WHAT THE EXERCISE ASKS
State how many lines of the material below contain the word "blue". Reply with the number alone.

## BEGIN MATERIAL

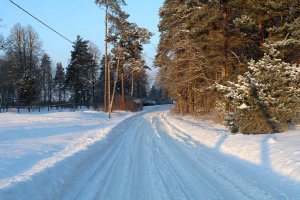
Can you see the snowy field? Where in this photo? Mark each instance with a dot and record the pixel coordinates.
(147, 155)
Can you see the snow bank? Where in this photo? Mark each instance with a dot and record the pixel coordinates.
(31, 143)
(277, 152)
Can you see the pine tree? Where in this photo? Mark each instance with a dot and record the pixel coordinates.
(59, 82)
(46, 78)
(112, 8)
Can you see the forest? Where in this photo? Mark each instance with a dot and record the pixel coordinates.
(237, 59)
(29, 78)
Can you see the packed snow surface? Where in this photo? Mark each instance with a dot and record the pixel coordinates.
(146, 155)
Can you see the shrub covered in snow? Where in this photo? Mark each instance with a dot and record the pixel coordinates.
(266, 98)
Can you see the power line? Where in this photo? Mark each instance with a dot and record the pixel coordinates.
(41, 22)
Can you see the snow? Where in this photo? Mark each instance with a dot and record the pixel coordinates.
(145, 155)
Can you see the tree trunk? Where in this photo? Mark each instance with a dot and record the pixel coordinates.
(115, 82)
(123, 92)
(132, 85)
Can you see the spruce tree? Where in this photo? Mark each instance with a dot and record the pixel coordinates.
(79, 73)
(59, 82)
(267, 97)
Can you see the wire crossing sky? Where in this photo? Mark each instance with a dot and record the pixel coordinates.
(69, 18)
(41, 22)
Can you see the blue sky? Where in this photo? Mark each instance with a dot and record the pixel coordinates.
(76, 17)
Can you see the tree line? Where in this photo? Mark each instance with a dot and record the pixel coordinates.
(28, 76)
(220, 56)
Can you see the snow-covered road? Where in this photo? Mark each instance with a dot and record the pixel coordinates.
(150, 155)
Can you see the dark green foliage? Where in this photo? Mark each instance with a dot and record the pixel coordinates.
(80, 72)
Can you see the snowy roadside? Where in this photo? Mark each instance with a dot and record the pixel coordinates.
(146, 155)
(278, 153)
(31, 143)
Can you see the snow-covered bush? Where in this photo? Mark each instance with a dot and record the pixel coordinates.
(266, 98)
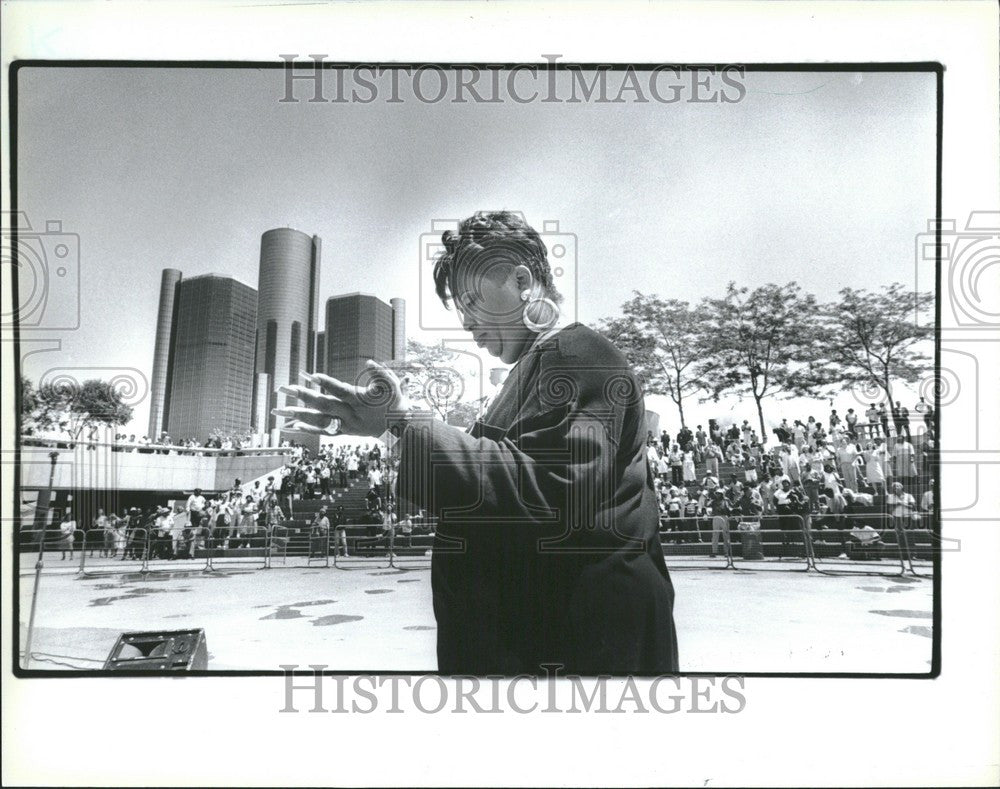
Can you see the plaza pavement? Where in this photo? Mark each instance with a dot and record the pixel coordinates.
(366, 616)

## END MATERIAL
## BEGIN MATERIAL

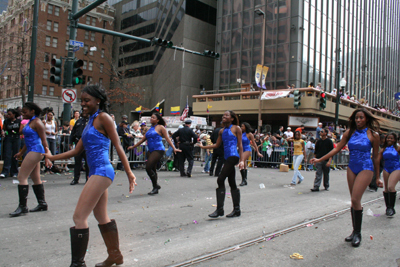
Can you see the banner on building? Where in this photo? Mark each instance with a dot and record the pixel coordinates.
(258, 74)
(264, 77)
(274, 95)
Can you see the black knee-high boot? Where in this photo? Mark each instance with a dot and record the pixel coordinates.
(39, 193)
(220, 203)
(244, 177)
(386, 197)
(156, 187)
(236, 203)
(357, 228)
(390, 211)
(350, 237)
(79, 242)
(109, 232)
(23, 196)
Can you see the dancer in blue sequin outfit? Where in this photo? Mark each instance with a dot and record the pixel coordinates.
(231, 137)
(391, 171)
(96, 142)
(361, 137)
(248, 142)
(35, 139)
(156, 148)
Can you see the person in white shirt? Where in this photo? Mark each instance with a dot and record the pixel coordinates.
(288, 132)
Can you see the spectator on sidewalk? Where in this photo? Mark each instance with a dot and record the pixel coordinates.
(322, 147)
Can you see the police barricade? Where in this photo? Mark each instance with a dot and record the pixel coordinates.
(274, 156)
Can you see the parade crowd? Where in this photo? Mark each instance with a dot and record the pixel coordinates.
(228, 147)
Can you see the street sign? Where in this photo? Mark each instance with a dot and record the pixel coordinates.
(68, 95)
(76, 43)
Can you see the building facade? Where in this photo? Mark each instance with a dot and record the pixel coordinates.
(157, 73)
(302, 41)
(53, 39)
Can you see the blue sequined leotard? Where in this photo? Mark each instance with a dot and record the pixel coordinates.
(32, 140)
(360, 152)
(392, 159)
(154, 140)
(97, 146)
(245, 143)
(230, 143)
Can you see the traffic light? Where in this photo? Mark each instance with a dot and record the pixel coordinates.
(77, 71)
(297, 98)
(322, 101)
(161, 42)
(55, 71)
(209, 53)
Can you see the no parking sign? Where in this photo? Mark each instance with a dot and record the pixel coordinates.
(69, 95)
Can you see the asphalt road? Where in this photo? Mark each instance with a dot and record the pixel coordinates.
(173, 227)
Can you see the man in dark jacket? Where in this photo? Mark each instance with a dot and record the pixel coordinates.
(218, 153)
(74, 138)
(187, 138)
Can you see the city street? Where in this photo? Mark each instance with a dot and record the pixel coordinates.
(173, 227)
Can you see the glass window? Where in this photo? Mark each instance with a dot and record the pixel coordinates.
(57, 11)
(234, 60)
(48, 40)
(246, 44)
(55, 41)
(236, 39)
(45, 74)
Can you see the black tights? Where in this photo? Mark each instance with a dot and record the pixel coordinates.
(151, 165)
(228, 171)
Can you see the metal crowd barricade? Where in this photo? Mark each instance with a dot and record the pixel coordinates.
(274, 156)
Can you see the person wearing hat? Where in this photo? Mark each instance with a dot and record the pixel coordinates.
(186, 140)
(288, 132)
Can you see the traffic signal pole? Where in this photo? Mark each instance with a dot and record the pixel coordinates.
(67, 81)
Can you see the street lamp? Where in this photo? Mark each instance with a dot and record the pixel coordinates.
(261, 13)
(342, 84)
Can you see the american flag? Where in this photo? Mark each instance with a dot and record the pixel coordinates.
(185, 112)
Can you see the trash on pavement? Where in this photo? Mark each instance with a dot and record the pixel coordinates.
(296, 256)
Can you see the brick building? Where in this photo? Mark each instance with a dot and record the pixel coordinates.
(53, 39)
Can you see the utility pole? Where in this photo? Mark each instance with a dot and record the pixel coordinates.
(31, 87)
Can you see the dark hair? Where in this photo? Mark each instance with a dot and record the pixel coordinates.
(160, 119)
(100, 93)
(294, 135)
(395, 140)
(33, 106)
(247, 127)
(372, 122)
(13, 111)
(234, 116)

## END MATERIAL

COMPLETED EXERCISE
3